__Consigne__
Répondez à ces questions sur l'article consacré à Die Linke :
(a) Quel pourcentage le parti a-t-il obtenu aux élections européennes de juin 2024 ?
(b) Combien de sièges a-t-il remportés aux élections fédérales ?
(c) Quel score atteint-il chez les femmes, et avec quelle progression ?

Allemagne
Récompense collective pour Die Linke
Après la débâcle des dernières élections européennes de juin 2024 (2,7%), Die Linke s’est complètement relevé lors des dernières élections fédérales allemandes en obtenant l’un des meilleurs résultats de son histoire (8,8%). Quelques éléments d’explication de ce comeback.

Longtemps dans la zone de mort politique des sondages – bien en-dessous du quorum de 5% – Die Linke a réussi l’exploit de tripler son nombre d’électeur·ices en quelques semaines de campagne. Avec 64 sièges obtenus (10% du parlement), le parti renoue ainsi avec ses succès électoraux précédents. Avec 4,35 millions de suffrages de liste, il obtient son deuxième meilleur résultat lors d’élections fédérales, avec un record de voix à l’Ouest. Le parti progresse chez les ouvrier·ères avec 8% (+3%), les employé·es avec 9% (+4%), ainsi que chez les femmes avec 10%, (+5%). Ce relatif succès de Die Linke repose sur une mosaïque dont voici quelques tesselles.

__Données fournies__

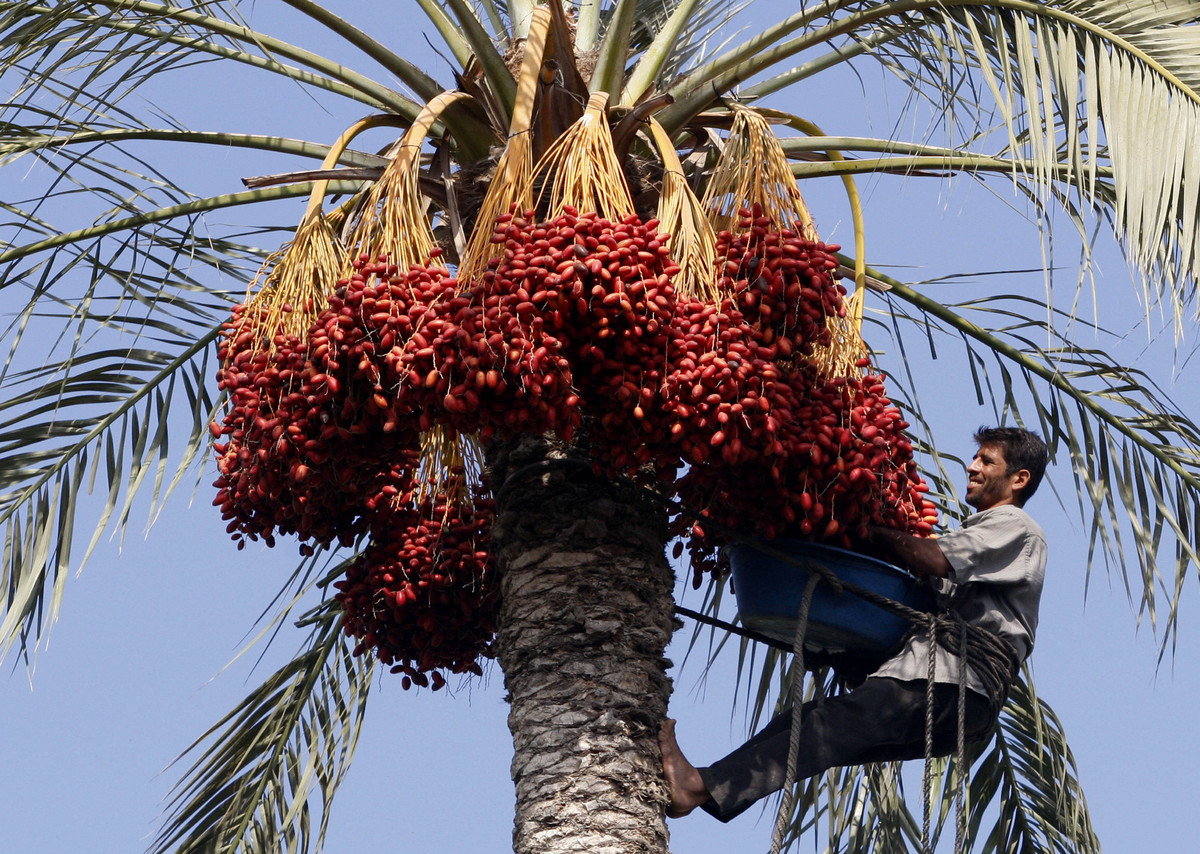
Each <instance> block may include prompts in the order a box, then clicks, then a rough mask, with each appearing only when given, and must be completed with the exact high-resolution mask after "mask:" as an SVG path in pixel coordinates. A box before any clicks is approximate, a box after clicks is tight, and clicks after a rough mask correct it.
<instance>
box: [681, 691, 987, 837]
mask: <svg viewBox="0 0 1200 854" xmlns="http://www.w3.org/2000/svg"><path fill="white" fill-rule="evenodd" d="M925 687H926V682H925V680H923V679H922V680H914V681H901V680H899V679H889V678H886V676H871V678H869V679H866V680H865V681H864V682H863V684H862V685H859V686H858V687H857V688H854V690H853V691H851V692H850V693H846V694H839V696H838V697H829V698H828V699H826V700H823V702H822V703H821V704H820V705H818V704H817V703H815V702H812V703H805V704H804V708H803V711H802V720H800V752H799V762H798V765H797V774H796V778H797V780H803V778H805V777H811V776H814V775H817V774H821V772H822V771H826V770H828V769H830V768H836V766H841V765H862V764H865V763H870V762H892V760H900V759H919V758H922V757H924V756H925ZM958 698H959V687H958V685H943V684H935V685H934V756H948V754H949V753H953V752H954V750H955V746H956V744H958V720H959V712H958ZM997 714H998V710H996V709H992V705H991V703H989V702H988V698H986V697H984V696H983V694H979V693H976V692H974V691H967V697H966V726H965V728H964V732H965V735H966V740H967V741H968V742H970V741H977V740H980V739H984V738H986V736H988V735H989V734H990V733H991V730H992V727H994V726H995V724H996V716H997ZM791 729H792V712H791V710H790V709H788V710H787V711H785V712H782V714H780V715H779V716H776V717H775V718H774V720H772V721H770V723H768V724H767V726H766V727H764V728H763V729H762V730H761V732H758V733H756V734H755V735H754V736H752V738H751V739H750V740H749V741H746V742H745V744H744V745H742V746H740V747H738V748H737V750H736V751H733V752H732V753H730V754H728V756H727V757H725V758H724V759H721V760H719V762H716V763H714V764H712V765H709V766H708V768H701V769H700V775H701V777H702V778H703V781H704V784H706V786H707V787H708V792H709V794H710V795H712V799H710V800H709V801H708V802H706V804H704V805H703V807H702V808H703V810H704V811H706V812H708V813H712V814H713V816H715V817H716V818H719V819H720V820H722V822H728V820H730V819H732V818H733V817H736V816H738V814H740V813H742V812H743V811H745V810H746V808H748V807H750V806H751V805H752V804H754V802H755V801H757V800H758V799H761V798H766V796H767V795H769V794H772V793H773V792H778V790H779V789H781V788H782V787H784V783H786V782H787V780H786V777H787V750H788V745H790V742H791Z"/></svg>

__Réponse__
(a) 2,7 %
(b) 64 sièges
(c) 10 %, soit +5 %